(Excerpt begins)

Figure 4. Maximum interactions of actors in PNT approvals.
Source: Calculated by authors using ORA software.

The web of interactions shown in Figure 4 is the maximum number of interactions among agencies involved in regulating PNTs in Canada. This includes all necessary steps, optional steps, and Directive changes expressed in Figure 2. This SNA is an idealized visualization of interactions between actors, as interactions are dependent on the specific PNT being approved and whether it is seeking approval as a novel food. Many of the interactions (indicated by the lines between nodes) are bidirectional, meaning communications and information are initiated and exchanged from both directions. There are two linkages, however, that are not bidirectional. The link between the Novel Foods Section (NFS) and the Food Rulings Committee, and the Food Rulings Committee and the proponent (the applicant seeking approval for the PNT) are not bidirectional linkages. Based on the reading of Directives and evaluating the information about the regulatory system on the CFIA website, it would be expected that the PBO has the highest rank of total degree of centrality because the PBO (housed under the CFIA) is generally understood to be the central agency involved in designing the regulation and the approvals of PNTs. Though it may appear from Figure 4 that the NFS is the most connected to other actors in the network, this does not necessarily mean it is the most powerful.

(Excerpt ends)
(Supplied records begins)

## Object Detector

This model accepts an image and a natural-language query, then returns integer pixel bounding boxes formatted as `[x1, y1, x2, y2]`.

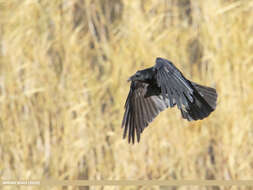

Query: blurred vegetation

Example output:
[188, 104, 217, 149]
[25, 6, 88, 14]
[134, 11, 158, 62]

(Supplied records ends)

*Exercise instructions*
Decide whether each of the following statements agrees with the excerpt on PNT approvals, answering yes or no and quoting the words from the excerpt that settle it. (a) Every linkage among the actors in Figure 4 is bidirectional. (b) The PBO is housed under the CFIA. (c) The NFS appearing the most connected in Figure 4 means it is the most powerful actor.

*Response to this task*
(a) No: "There are two linkages, however, that are not bidirectional."
(b) Yes: "the PBO (housed under the CFIA)"
(c) No: "this does not necessarily mean it is the most powerful."